* About this task
Print out all of the data below, keeping it identical to the original.

* Region pointing data
# # # # #

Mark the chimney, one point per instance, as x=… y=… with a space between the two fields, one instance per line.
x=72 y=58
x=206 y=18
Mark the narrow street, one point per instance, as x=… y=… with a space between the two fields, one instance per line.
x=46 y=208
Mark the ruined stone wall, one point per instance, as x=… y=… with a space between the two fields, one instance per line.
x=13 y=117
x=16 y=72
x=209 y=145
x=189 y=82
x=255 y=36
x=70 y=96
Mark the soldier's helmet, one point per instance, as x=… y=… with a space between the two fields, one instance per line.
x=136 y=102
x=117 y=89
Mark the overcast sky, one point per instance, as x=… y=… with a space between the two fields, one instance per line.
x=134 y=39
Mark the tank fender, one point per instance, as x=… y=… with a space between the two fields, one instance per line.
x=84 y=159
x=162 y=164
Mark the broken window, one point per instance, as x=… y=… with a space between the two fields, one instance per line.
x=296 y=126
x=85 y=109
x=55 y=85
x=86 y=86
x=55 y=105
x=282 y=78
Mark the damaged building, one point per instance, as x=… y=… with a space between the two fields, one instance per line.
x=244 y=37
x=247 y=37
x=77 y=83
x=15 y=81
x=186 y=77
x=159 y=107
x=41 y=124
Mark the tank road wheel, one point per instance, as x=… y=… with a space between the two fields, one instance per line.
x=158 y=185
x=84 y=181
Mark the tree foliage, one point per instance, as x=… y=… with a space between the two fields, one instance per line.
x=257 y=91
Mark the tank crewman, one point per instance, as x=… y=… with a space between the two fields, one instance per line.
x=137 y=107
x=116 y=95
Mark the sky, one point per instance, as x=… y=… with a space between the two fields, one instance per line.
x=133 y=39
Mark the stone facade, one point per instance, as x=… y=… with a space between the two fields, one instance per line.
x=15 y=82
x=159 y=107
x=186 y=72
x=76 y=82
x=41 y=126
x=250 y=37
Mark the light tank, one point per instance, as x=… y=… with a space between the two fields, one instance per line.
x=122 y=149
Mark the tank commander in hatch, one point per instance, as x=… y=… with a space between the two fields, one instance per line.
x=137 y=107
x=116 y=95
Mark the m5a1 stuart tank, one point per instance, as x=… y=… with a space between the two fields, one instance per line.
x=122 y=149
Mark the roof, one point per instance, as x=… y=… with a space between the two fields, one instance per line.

# # # # #

* Solution for this exercise
Mark the chimney, one point per instance, as x=… y=… with a space between the two fields, one instance per line.
x=72 y=58
x=206 y=18
Mark the narrow street, one point per instance, as x=… y=… with a space between the two fields, one instance per line.
x=46 y=208
Mark the ruined stone wall, one point per instance, as x=… y=… with a space between the two fields, one instance per line.
x=13 y=117
x=16 y=72
x=209 y=145
x=189 y=82
x=255 y=36
x=70 y=96
Mark the soldier's helmet, one point per instance, as x=… y=… with a space between the two fields, one instance per line.
x=136 y=102
x=117 y=89
Mark the overcast sky, one point per instance, as x=… y=… with a space between the two fields, one instance per line.
x=134 y=39
Mark the tank fender, one point per instance, as x=… y=… with a space between the two fields, one instance per line.
x=84 y=159
x=162 y=164
Mark the broken window, one point per instance, as x=… y=… with a space between the two fields, one instance per line.
x=296 y=126
x=85 y=109
x=55 y=85
x=86 y=86
x=55 y=105
x=282 y=78
Mark the damaged building, one point per instance, as x=… y=… with a space between the two fields, one instance per line.
x=244 y=37
x=247 y=37
x=77 y=83
x=15 y=81
x=186 y=77
x=159 y=107
x=41 y=124
Mark the tank road wheel, one point per instance, as x=… y=… with a space between the two fields, one instance per line.
x=158 y=185
x=84 y=181
Mark the tree foliage, one point per instance, as x=… y=… with a space between the two fields, one instance per line.
x=257 y=91
Mark the tank crewman, one point per instance, as x=… y=… with a space between the two fields, one instance per line.
x=137 y=107
x=116 y=95
Mark the sky, one point per instance, as x=… y=… with a space between the two fields, one instance per line.
x=133 y=39
Mark the stone facade, one point per instance, as x=… y=… with a space between the two fields, one instance per line.
x=15 y=82
x=159 y=107
x=186 y=72
x=76 y=82
x=41 y=126
x=250 y=37
Mark the light tank, one point per instance, as x=… y=… with a space between the two fields, one instance per line.
x=122 y=149
Mark the tank commander in hatch, one point per instance, as x=… y=… with a space between the two fields, one instance per line.
x=137 y=107
x=116 y=95
Mark the m5a1 stuart tank, one point per instance, as x=… y=… with a space between the two fields, one instance per line.
x=122 y=149
Mark the roof, one point per instance, as x=… y=… with a space between the two fields, one instance per line.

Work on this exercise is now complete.